Records from a data collection
::::

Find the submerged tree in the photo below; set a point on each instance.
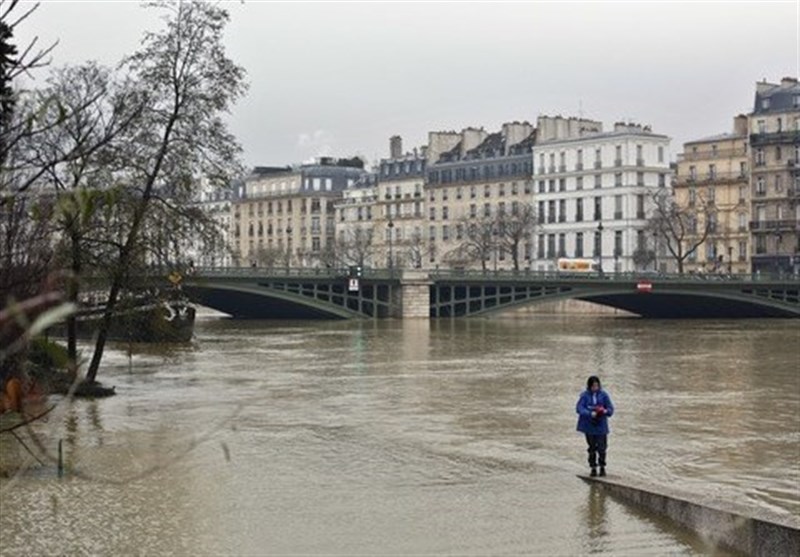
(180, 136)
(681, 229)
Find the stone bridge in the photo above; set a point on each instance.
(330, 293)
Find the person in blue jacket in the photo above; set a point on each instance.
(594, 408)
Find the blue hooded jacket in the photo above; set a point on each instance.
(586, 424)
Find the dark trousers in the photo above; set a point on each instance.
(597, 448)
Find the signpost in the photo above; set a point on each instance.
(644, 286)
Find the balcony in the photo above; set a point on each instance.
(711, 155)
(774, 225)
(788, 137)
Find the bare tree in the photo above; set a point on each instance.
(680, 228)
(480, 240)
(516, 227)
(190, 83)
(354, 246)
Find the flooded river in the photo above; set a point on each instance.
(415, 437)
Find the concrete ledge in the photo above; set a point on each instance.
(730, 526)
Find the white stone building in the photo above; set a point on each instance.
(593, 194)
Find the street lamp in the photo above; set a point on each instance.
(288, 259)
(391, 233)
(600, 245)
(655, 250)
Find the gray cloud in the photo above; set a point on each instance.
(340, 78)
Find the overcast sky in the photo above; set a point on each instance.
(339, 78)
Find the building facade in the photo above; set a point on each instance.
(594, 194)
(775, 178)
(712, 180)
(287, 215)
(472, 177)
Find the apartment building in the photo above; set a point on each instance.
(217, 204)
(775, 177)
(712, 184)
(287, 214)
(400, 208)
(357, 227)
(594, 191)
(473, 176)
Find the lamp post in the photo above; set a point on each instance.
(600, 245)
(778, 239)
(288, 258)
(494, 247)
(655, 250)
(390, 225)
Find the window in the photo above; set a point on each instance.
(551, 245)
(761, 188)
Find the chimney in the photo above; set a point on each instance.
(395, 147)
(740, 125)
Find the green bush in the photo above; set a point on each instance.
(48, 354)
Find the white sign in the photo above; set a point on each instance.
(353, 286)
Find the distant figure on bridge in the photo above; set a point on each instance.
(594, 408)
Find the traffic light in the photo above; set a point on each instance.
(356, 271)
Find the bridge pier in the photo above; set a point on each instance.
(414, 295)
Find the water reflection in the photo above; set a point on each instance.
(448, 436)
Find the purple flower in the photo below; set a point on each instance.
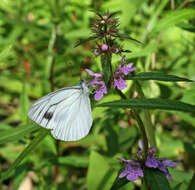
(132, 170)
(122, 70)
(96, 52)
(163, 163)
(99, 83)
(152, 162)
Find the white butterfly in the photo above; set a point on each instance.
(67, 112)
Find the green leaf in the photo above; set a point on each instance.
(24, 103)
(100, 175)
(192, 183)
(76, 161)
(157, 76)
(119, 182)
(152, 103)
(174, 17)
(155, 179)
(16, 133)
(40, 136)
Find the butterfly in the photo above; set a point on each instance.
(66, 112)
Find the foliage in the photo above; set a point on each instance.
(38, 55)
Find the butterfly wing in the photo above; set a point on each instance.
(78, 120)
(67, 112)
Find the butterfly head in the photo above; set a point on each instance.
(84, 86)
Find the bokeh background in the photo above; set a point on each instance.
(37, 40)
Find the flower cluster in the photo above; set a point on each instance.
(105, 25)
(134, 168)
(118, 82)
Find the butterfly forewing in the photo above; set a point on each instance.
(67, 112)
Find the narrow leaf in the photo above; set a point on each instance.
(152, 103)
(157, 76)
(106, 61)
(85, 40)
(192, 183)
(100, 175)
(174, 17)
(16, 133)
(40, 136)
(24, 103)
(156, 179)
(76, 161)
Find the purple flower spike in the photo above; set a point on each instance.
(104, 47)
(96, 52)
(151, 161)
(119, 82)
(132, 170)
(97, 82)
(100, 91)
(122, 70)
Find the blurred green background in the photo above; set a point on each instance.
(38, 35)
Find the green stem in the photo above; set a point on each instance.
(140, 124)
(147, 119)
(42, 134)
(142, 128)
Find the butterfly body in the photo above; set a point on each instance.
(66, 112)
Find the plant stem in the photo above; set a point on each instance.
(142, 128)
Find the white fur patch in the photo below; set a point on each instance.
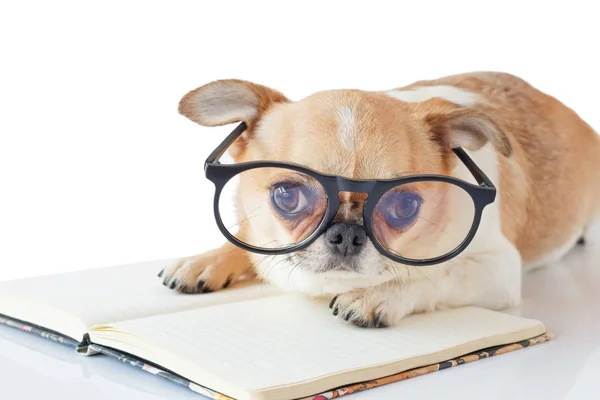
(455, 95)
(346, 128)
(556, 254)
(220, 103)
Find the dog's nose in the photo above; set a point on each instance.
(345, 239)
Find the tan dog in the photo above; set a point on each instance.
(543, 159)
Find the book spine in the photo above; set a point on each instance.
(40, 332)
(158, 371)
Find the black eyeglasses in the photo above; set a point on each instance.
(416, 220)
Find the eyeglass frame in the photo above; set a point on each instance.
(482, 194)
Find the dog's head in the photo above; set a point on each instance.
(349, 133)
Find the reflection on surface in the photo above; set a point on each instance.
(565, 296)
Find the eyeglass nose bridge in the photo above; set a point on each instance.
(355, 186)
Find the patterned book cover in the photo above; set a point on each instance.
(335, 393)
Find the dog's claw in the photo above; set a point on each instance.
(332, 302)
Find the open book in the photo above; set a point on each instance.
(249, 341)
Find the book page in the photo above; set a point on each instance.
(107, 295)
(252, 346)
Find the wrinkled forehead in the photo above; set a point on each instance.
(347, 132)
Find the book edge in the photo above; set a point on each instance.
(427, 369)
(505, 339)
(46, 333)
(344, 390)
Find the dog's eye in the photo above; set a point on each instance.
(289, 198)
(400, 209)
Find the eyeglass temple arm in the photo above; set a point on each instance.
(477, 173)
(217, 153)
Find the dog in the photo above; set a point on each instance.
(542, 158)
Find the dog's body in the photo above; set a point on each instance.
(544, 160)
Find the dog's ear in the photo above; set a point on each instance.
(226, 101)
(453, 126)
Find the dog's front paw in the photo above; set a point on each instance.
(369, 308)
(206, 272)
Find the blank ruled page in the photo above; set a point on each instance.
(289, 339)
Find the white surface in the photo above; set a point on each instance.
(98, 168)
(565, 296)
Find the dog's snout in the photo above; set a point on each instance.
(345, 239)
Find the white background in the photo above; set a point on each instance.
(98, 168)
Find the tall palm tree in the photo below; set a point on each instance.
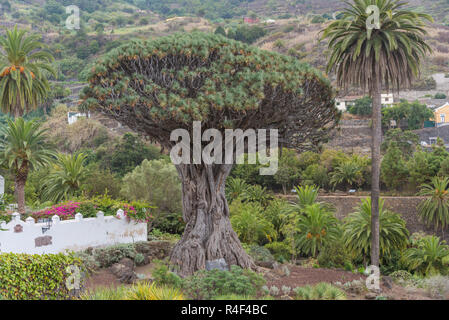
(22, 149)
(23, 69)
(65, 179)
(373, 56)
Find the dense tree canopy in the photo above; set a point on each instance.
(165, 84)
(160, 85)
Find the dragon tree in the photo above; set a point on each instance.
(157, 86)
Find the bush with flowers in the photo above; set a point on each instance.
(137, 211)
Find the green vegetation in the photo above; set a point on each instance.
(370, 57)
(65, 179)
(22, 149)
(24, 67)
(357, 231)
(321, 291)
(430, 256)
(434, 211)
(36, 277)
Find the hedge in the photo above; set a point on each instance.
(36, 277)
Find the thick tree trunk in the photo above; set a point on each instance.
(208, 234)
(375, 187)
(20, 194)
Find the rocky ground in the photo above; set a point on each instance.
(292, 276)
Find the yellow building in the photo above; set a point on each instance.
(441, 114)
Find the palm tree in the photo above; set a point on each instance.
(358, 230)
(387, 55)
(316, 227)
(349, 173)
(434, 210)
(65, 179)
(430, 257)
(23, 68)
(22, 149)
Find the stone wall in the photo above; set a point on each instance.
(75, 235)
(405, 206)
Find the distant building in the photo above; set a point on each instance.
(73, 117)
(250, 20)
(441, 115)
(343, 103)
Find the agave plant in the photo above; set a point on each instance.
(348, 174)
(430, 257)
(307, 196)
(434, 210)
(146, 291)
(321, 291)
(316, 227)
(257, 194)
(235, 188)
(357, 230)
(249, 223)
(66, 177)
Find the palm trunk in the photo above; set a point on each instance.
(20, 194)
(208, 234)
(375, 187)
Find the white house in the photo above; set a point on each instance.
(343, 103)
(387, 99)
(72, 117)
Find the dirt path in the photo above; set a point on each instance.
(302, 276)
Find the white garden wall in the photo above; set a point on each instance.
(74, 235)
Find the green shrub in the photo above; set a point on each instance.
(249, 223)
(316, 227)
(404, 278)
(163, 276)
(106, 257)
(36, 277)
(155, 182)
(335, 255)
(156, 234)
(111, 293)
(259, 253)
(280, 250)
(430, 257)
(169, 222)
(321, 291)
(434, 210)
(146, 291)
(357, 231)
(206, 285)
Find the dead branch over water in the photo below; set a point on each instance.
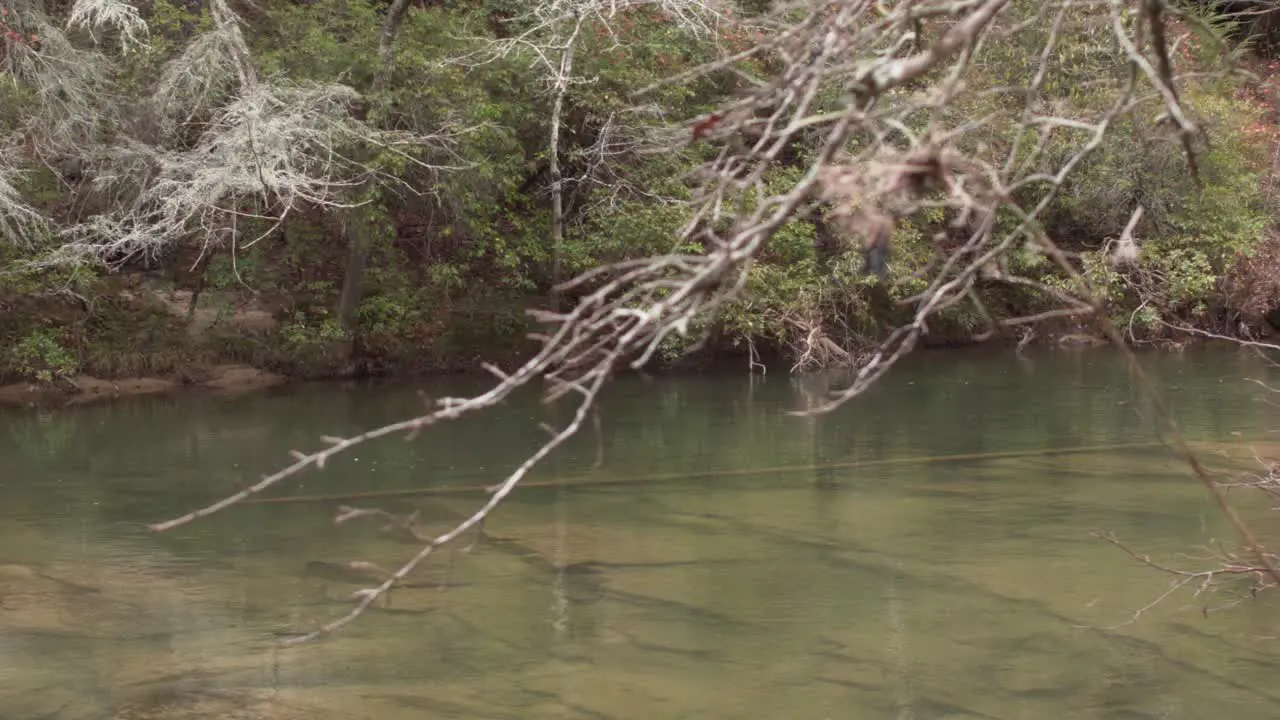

::::

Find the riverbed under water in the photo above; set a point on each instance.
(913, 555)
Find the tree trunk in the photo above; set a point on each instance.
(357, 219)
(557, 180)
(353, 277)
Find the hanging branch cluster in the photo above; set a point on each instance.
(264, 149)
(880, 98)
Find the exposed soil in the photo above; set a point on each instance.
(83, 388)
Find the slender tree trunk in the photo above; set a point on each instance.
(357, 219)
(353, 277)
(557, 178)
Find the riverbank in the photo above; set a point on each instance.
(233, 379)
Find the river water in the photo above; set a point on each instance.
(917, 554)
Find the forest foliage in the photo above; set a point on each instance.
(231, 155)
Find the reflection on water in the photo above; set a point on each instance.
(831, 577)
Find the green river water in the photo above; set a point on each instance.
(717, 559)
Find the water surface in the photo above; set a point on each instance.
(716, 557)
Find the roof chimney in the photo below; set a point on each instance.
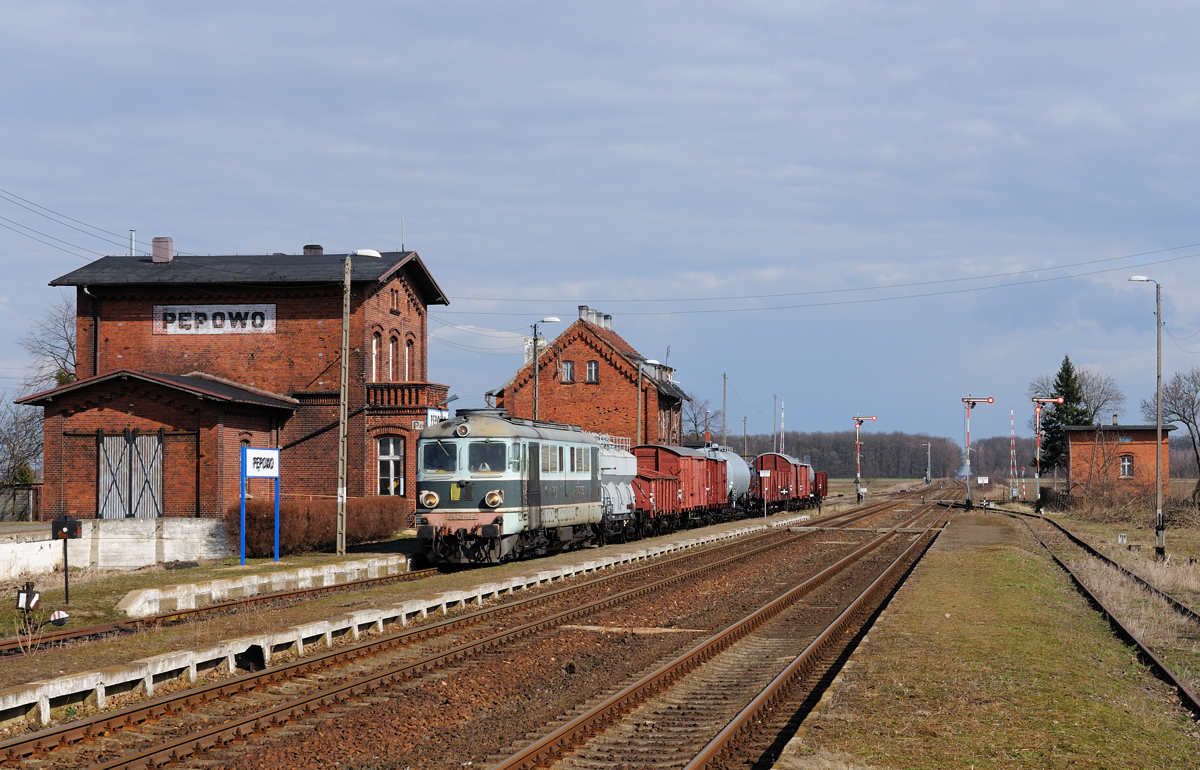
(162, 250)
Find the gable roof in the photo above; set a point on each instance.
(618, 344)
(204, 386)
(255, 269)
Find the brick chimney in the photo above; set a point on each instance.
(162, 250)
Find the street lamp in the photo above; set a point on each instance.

::::

From the rows above, keep only the lines containing the string "reflection", matching case exactly, and copy each one out in full.

→ **FINAL ANSWER**:
Find the water reflection in the photo above; set a point on each instance.
Find the reflection on surface in the photo above; set a point on each instance.
Find the reflection on water in the photo above; set a point on each instance.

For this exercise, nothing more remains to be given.